▸ Task goal
Please return each entry in the listing exactly.
************
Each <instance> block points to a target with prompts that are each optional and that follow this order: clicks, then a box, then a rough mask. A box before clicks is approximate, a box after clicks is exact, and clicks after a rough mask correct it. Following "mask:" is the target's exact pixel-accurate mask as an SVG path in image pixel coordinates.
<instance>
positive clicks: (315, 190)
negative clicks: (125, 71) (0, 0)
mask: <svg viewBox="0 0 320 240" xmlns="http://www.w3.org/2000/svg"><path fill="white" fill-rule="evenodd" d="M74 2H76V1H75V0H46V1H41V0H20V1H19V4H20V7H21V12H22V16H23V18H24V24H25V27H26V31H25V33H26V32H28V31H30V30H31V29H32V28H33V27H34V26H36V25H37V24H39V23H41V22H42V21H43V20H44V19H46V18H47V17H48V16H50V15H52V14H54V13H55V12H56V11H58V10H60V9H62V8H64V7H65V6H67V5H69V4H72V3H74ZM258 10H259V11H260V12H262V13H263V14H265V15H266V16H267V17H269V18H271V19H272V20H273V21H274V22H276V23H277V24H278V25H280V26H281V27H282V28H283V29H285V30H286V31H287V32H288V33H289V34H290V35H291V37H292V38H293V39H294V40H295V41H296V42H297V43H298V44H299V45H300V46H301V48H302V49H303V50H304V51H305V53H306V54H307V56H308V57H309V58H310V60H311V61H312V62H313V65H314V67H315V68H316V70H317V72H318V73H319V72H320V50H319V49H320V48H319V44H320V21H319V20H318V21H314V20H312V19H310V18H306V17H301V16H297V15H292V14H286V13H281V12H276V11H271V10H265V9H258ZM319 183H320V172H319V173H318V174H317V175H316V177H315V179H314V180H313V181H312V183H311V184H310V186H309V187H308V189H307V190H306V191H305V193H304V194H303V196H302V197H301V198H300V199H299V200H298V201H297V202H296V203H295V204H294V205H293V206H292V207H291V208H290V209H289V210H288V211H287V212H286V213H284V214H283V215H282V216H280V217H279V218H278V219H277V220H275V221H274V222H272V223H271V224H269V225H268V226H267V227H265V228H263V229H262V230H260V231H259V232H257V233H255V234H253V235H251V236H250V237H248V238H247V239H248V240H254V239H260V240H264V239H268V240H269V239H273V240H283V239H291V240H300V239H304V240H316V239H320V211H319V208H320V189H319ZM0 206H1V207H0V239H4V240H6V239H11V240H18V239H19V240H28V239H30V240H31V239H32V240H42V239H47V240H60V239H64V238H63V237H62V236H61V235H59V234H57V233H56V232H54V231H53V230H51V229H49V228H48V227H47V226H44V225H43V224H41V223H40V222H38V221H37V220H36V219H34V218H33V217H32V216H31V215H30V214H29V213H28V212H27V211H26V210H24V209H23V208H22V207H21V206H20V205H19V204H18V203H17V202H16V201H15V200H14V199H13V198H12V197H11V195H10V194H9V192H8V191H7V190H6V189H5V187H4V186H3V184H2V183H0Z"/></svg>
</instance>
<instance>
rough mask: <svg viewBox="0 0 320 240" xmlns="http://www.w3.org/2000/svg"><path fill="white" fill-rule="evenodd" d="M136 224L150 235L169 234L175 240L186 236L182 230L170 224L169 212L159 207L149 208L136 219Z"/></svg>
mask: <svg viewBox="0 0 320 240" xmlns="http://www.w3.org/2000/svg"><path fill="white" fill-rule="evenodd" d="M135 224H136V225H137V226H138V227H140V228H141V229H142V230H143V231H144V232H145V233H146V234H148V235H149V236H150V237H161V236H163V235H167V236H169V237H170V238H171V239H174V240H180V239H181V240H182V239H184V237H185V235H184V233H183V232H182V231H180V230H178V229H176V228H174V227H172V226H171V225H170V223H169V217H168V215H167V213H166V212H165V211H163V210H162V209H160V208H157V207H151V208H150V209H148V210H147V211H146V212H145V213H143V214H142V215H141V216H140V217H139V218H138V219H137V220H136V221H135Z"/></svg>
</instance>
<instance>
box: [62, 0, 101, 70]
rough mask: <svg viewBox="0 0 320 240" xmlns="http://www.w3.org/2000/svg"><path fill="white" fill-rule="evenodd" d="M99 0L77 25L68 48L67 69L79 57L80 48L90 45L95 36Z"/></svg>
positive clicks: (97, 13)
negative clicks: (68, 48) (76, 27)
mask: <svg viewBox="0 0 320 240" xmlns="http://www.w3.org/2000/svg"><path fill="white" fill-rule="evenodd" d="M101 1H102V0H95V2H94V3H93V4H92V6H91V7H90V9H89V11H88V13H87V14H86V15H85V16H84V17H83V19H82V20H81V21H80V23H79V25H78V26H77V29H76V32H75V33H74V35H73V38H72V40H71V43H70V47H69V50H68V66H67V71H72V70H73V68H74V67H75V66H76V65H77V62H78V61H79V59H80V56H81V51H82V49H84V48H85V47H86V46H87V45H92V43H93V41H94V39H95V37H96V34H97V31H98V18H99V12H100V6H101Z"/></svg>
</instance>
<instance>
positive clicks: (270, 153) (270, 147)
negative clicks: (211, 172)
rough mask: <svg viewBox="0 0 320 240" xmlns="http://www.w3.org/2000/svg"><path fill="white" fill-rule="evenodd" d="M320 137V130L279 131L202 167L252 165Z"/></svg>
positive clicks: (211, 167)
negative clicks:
************
▸ Solution for this task
Each <instance> block points to a target with prompts that are each optional and that follow this order: clicks, then a box, then a rough mask. A box before clicks is approximate, a box after clicks is exact, and clicks after a rough mask correct it. Following "mask:" is the target's exact pixel-accurate mask as an SVG path in image pixel coordinates.
<instance>
positive clicks: (315, 190)
negative clicks: (125, 71) (0, 0)
mask: <svg viewBox="0 0 320 240" xmlns="http://www.w3.org/2000/svg"><path fill="white" fill-rule="evenodd" d="M74 2H76V1H75V0H46V1H41V0H20V1H19V4H20V7H21V12H22V16H23V18H24V24H25V27H26V31H25V33H26V32H28V31H30V30H31V29H32V28H33V27H34V26H36V25H37V24H39V23H41V22H42V21H43V20H44V19H46V18H47V17H48V16H50V15H52V14H54V13H55V12H56V11H58V10H60V9H62V8H64V7H65V6H67V5H69V4H72V3H74ZM258 10H259V11H260V12H262V13H263V14H265V15H266V16H267V17H269V18H271V19H272V20H273V21H274V22H276V23H277V24H278V25H280V26H281V27H282V28H283V29H285V30H286V31H287V32H288V33H289V34H290V35H291V37H292V38H293V39H294V40H295V41H296V42H297V43H298V44H299V45H300V46H301V48H302V49H303V50H304V51H305V53H306V54H307V56H308V57H309V58H310V60H311V61H312V62H313V65H314V67H315V68H316V70H317V72H318V73H319V72H320V50H319V49H320V48H319V44H320V21H319V20H318V21H314V20H312V19H310V18H306V17H301V16H297V15H292V14H286V13H281V12H276V11H271V10H265V9H258ZM319 183H320V172H319V173H318V174H317V175H316V177H315V179H314V180H313V181H312V183H311V184H310V186H309V187H308V189H307V190H306V191H305V193H304V194H303V196H302V197H301V198H300V199H299V200H298V201H297V202H296V203H295V204H294V205H293V206H292V207H291V208H290V209H289V210H288V211H287V212H286V213H284V214H283V215H282V216H280V217H279V218H278V219H277V220H275V221H274V222H272V223H271V224H269V225H268V226H267V227H265V228H263V229H262V230H260V231H259V232H257V233H255V234H253V235H251V236H250V237H248V238H247V239H248V240H254V239H260V240H264V239H268V240H269V239H273V240H283V239H291V240H300V239H304V240H316V239H320V211H319V208H320V189H319ZM0 206H1V207H0V239H4V240H6V239H11V240H18V239H19V240H28V239H30V240H31V239H32V240H42V239H47V240H60V239H64V238H63V237H62V236H61V235H59V234H57V233H56V232H54V231H53V230H51V229H49V228H48V227H47V226H44V225H43V224H41V223H40V222H38V221H37V220H36V219H34V218H33V217H32V216H31V215H30V214H29V213H28V212H27V211H26V210H24V209H23V208H22V207H21V206H20V205H19V204H18V203H17V202H16V201H15V200H14V199H13V198H12V197H11V195H10V194H9V192H8V191H7V190H6V189H5V187H4V186H3V184H2V183H0Z"/></svg>
</instance>
<instance>
rough mask: <svg viewBox="0 0 320 240" xmlns="http://www.w3.org/2000/svg"><path fill="white" fill-rule="evenodd" d="M136 224L150 235L169 234L175 240L186 236L182 230L170 224L169 212L159 207L149 208L136 219Z"/></svg>
mask: <svg viewBox="0 0 320 240" xmlns="http://www.w3.org/2000/svg"><path fill="white" fill-rule="evenodd" d="M135 224H136V225H137V226H138V227H140V228H141V229H142V230H143V231H144V232H145V233H146V234H148V235H149V236H150V237H161V236H163V235H167V236H169V237H170V238H171V239H174V240H180V239H181V240H182V239H184V237H185V235H184V233H183V232H182V231H180V230H178V229H176V228H174V227H172V226H171V225H170V223H169V217H168V215H167V213H166V212H165V211H163V210H162V209H160V208H157V207H151V208H150V209H148V210H147V211H146V212H145V213H143V214H142V215H141V216H140V217H139V218H138V219H137V220H136V221H135Z"/></svg>
</instance>
<instance>
box: [62, 0, 101, 70]
rough mask: <svg viewBox="0 0 320 240" xmlns="http://www.w3.org/2000/svg"><path fill="white" fill-rule="evenodd" d="M99 0L77 25L68 48L67 69L79 57L80 48L90 45L95 36Z"/></svg>
positive clicks: (97, 13)
negative clicks: (68, 48) (76, 27)
mask: <svg viewBox="0 0 320 240" xmlns="http://www.w3.org/2000/svg"><path fill="white" fill-rule="evenodd" d="M101 1H102V0H95V2H94V3H93V4H92V6H91V7H90V9H89V11H88V13H87V14H86V15H85V16H84V17H83V19H82V20H81V21H80V23H79V25H78V26H77V29H76V32H75V33H74V35H73V38H72V40H71V43H70V47H69V50H68V66H67V71H72V70H73V68H74V67H75V66H76V65H77V62H78V61H79V59H80V56H81V51H82V49H84V48H85V47H86V46H87V45H92V43H93V41H94V39H95V37H96V34H97V31H98V18H99V12H100V6H101Z"/></svg>
</instance>
<instance>
positive clicks: (270, 153) (270, 147)
negative clicks: (211, 172)
rough mask: <svg viewBox="0 0 320 240" xmlns="http://www.w3.org/2000/svg"><path fill="white" fill-rule="evenodd" d="M320 137V130L279 131L202 167L252 165Z"/></svg>
positive clicks: (211, 167)
negative clicks:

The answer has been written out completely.